(Excerpts of pointing data)
===============

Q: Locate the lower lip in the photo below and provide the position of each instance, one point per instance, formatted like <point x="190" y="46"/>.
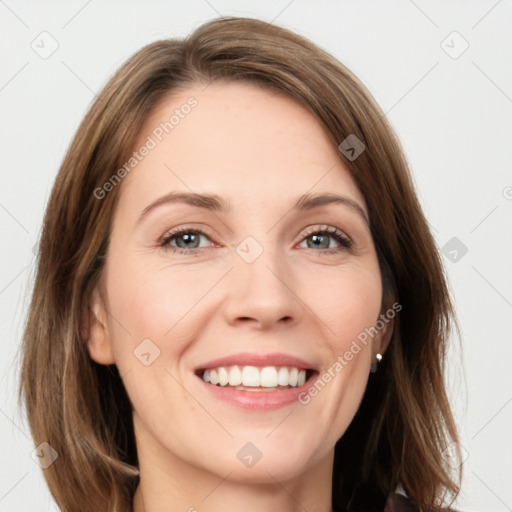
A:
<point x="258" y="400"/>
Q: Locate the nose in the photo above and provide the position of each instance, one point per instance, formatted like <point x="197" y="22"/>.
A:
<point x="262" y="292"/>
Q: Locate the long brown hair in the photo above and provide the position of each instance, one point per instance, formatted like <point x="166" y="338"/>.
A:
<point x="404" y="424"/>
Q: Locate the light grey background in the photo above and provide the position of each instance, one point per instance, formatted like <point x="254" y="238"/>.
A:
<point x="452" y="112"/>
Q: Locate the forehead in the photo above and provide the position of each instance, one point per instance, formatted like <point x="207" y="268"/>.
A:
<point x="248" y="144"/>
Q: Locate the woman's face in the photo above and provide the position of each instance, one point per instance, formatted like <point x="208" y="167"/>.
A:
<point x="259" y="277"/>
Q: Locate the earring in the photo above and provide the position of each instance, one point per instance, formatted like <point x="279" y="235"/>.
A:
<point x="374" y="366"/>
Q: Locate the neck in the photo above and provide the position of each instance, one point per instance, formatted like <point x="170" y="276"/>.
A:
<point x="169" y="483"/>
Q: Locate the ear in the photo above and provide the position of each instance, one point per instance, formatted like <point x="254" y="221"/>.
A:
<point x="96" y="331"/>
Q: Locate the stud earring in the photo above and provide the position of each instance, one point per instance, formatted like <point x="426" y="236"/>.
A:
<point x="374" y="366"/>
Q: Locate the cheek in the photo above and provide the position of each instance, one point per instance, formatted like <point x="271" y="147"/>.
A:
<point x="346" y="300"/>
<point x="154" y="303"/>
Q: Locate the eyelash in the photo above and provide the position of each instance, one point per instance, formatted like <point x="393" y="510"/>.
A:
<point x="339" y="236"/>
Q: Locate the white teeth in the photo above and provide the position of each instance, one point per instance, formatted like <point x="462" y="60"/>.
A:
<point x="292" y="379"/>
<point x="253" y="376"/>
<point x="282" y="376"/>
<point x="223" y="376"/>
<point x="268" y="377"/>
<point x="235" y="376"/>
<point x="250" y="376"/>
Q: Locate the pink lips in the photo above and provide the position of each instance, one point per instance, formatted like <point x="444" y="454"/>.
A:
<point x="258" y="400"/>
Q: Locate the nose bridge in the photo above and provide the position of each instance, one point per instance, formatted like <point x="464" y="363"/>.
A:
<point x="262" y="283"/>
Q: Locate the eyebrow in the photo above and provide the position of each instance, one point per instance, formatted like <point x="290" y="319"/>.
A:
<point x="215" y="203"/>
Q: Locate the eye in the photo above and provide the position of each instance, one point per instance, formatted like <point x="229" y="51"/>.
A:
<point x="185" y="238"/>
<point x="320" y="239"/>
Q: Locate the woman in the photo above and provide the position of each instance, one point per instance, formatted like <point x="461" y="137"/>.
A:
<point x="238" y="301"/>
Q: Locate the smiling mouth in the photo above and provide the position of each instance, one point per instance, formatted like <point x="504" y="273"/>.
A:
<point x="253" y="378"/>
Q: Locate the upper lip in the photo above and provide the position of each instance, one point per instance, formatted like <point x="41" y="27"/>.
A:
<point x="254" y="359"/>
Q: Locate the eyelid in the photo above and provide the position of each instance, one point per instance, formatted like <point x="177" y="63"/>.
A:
<point x="345" y="241"/>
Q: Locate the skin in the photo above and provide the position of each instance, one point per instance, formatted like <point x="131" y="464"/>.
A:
<point x="259" y="150"/>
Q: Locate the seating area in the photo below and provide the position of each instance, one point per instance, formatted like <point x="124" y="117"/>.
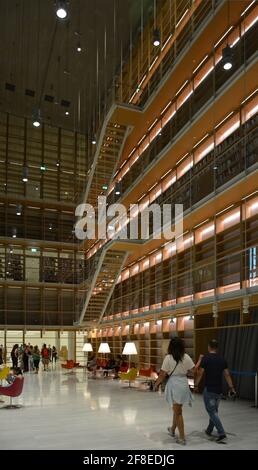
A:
<point x="70" y="364"/>
<point x="14" y="390"/>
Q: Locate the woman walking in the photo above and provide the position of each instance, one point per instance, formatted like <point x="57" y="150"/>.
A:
<point x="176" y="365"/>
<point x="36" y="358"/>
<point x="14" y="355"/>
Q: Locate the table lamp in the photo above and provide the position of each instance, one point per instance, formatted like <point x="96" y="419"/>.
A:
<point x="104" y="348"/>
<point x="129" y="350"/>
<point x="87" y="347"/>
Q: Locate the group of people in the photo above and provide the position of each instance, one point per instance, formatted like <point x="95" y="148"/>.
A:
<point x="28" y="357"/>
<point x="175" y="369"/>
<point x="112" y="364"/>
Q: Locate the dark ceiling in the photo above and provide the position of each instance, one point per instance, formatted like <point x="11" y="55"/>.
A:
<point x="39" y="63"/>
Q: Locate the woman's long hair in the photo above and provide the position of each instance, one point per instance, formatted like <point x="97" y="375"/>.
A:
<point x="177" y="349"/>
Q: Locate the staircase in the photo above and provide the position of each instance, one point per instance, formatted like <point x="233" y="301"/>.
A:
<point x="109" y="148"/>
<point x="101" y="285"/>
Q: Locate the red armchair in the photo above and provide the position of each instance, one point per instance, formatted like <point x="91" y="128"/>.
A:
<point x="12" y="391"/>
<point x="147" y="372"/>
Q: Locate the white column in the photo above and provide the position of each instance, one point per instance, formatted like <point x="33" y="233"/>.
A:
<point x="71" y="345"/>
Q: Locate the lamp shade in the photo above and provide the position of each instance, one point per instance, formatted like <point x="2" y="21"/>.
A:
<point x="104" y="348"/>
<point x="129" y="348"/>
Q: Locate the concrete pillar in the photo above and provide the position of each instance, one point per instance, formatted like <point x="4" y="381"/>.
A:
<point x="71" y="344"/>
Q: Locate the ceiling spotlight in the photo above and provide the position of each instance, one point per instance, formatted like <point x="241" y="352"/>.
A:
<point x="156" y="37"/>
<point x="19" y="209"/>
<point x="246" y="305"/>
<point x="36" y="119"/>
<point x="227" y="58"/>
<point x="117" y="189"/>
<point x="25" y="174"/>
<point x="61" y="9"/>
<point x="215" y="311"/>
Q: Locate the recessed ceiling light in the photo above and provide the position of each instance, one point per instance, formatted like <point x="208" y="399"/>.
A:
<point x="61" y="9"/>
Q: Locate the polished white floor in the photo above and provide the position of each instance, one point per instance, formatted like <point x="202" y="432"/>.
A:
<point x="71" y="411"/>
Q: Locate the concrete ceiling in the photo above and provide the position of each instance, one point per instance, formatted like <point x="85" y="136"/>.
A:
<point x="39" y="63"/>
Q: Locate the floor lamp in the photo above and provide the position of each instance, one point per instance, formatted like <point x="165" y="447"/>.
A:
<point x="104" y="348"/>
<point x="129" y="350"/>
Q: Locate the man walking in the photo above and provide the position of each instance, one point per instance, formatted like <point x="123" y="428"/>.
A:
<point x="213" y="367"/>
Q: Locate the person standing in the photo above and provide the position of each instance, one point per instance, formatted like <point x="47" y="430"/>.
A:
<point x="14" y="355"/>
<point x="36" y="358"/>
<point x="213" y="367"/>
<point x="176" y="365"/>
<point x="45" y="356"/>
<point x="54" y="355"/>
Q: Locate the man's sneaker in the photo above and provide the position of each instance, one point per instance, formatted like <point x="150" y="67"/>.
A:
<point x="182" y="442"/>
<point x="170" y="432"/>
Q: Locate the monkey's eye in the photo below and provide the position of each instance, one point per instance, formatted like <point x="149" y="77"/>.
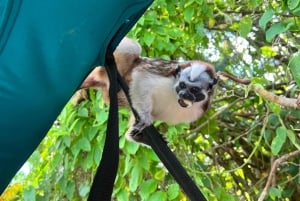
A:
<point x="194" y="90"/>
<point x="182" y="85"/>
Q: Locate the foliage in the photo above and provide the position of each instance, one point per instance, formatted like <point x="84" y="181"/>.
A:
<point x="231" y="150"/>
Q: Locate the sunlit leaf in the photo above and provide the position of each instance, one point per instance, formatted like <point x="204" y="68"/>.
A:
<point x="188" y="13"/>
<point x="245" y="26"/>
<point x="292" y="136"/>
<point x="294" y="65"/>
<point x="83" y="112"/>
<point x="279" y="140"/>
<point x="276" y="29"/>
<point x="159" y="195"/>
<point x="136" y="174"/>
<point x="148" y="38"/>
<point x="274" y="193"/>
<point x="160" y="174"/>
<point x="292" y="4"/>
<point x="268" y="51"/>
<point x="265" y="18"/>
<point x="84" y="190"/>
<point x="29" y="194"/>
<point x="147" y="188"/>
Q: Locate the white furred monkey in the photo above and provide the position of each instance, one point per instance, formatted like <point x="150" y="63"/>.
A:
<point x="169" y="91"/>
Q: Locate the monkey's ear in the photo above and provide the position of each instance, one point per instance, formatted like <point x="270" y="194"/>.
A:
<point x="214" y="82"/>
<point x="196" y="70"/>
<point x="96" y="79"/>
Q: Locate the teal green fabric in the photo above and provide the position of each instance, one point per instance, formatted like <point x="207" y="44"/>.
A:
<point x="46" y="50"/>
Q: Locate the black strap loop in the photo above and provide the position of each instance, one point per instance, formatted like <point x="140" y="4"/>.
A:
<point x="104" y="179"/>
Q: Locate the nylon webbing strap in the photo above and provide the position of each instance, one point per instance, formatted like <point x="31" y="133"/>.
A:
<point x="104" y="179"/>
<point x="167" y="156"/>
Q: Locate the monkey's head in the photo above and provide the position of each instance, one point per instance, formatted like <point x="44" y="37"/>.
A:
<point x="194" y="83"/>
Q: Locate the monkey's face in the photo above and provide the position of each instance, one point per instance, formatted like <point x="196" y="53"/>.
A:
<point x="193" y="84"/>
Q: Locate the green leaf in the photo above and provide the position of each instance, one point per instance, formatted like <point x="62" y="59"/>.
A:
<point x="276" y="29"/>
<point x="268" y="51"/>
<point x="29" y="194"/>
<point x="83" y="112"/>
<point x="294" y="66"/>
<point x="70" y="189"/>
<point x="245" y="26"/>
<point x="188" y="13"/>
<point x="82" y="144"/>
<point x="160" y="175"/>
<point x="279" y="140"/>
<point x="148" y="38"/>
<point x="274" y="193"/>
<point x="274" y="107"/>
<point x="292" y="4"/>
<point x="147" y="188"/>
<point x="131" y="147"/>
<point x="265" y="18"/>
<point x="123" y="195"/>
<point x="84" y="190"/>
<point x="135" y="178"/>
<point x="173" y="191"/>
<point x="291" y="135"/>
<point x="159" y="195"/>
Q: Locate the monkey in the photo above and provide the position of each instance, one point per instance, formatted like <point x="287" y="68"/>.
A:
<point x="125" y="55"/>
<point x="169" y="91"/>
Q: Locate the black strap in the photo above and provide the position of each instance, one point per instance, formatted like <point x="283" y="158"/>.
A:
<point x="104" y="179"/>
<point x="166" y="155"/>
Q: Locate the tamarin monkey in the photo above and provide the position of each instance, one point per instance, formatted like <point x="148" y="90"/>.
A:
<point x="170" y="91"/>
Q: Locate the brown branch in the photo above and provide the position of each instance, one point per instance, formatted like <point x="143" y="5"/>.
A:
<point x="274" y="167"/>
<point x="284" y="101"/>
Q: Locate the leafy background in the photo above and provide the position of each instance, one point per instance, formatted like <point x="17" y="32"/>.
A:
<point x="230" y="151"/>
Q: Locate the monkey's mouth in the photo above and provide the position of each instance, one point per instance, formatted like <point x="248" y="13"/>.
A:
<point x="184" y="102"/>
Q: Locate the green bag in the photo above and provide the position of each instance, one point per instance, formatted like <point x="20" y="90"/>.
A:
<point x="46" y="50"/>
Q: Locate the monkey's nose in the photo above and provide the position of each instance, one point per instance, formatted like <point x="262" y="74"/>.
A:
<point x="186" y="95"/>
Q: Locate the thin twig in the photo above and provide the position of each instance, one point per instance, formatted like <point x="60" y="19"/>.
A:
<point x="284" y="101"/>
<point x="274" y="167"/>
<point x="215" y="115"/>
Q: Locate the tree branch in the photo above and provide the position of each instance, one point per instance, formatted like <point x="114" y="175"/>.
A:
<point x="287" y="102"/>
<point x="274" y="167"/>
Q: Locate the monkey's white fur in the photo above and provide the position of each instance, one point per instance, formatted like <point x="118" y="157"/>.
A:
<point x="160" y="93"/>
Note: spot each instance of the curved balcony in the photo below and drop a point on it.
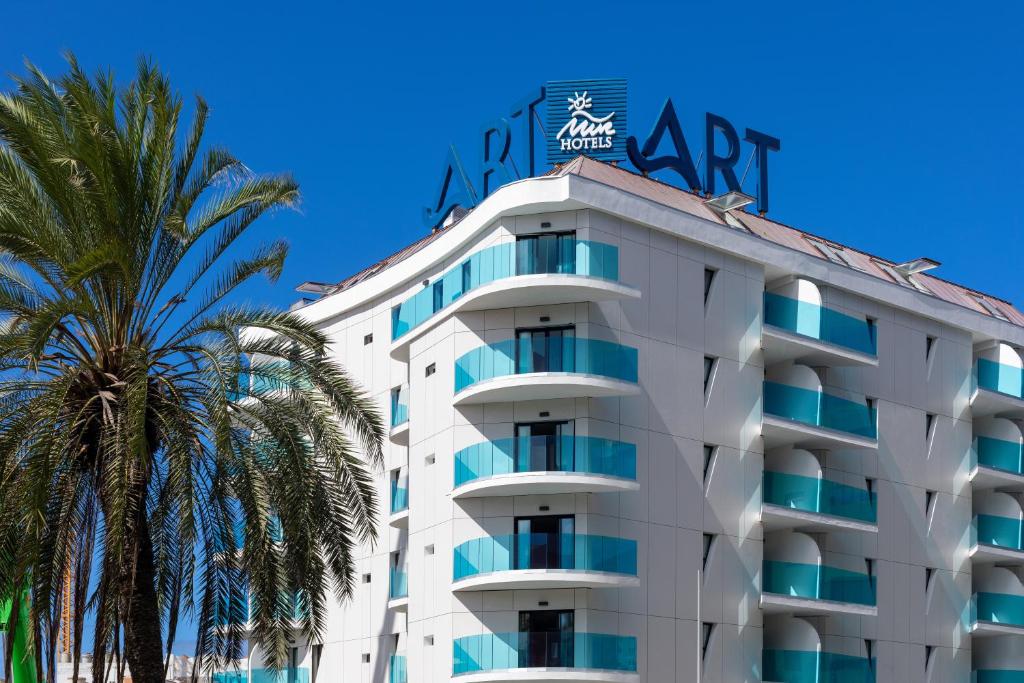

===============

__Task to complete__. Tally how many lines of the data above contain the string "lamp". Reply with the number alone.

__Complete answer__. 3